[begin INFORMATION SHOWN]

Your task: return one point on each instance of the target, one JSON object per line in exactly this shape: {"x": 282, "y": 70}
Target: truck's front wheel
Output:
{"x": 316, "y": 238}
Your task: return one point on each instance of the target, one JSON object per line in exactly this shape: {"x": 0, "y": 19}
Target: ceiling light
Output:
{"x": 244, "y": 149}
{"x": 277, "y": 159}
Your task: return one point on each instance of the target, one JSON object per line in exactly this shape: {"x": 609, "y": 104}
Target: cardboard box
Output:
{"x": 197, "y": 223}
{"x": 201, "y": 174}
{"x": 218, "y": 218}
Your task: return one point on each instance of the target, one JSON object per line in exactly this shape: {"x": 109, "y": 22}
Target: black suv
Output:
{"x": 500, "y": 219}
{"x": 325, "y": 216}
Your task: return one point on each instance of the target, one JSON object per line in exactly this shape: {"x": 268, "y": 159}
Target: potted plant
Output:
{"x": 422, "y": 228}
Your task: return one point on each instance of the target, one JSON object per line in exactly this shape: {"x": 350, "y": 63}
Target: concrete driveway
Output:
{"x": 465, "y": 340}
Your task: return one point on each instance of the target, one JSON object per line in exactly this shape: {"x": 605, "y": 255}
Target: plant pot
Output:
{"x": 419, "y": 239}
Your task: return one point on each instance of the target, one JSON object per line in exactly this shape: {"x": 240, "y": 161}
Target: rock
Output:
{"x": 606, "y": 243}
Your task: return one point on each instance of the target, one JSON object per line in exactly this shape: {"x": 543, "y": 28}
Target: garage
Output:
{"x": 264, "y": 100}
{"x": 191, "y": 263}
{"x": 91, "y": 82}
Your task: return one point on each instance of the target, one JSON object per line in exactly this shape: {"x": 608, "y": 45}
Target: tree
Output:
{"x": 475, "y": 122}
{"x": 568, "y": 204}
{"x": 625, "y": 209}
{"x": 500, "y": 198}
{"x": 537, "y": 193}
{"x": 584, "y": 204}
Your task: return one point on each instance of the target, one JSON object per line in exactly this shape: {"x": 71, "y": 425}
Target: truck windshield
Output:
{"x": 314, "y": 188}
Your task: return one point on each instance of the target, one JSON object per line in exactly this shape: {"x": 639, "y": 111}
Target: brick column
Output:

[end INFORMATION SHOWN]

EXERCISE TASK:
List every line in the material above that contains the word "plant".

RESPONSE TO THIS TASK:
Target: potted plant
Target: plant pot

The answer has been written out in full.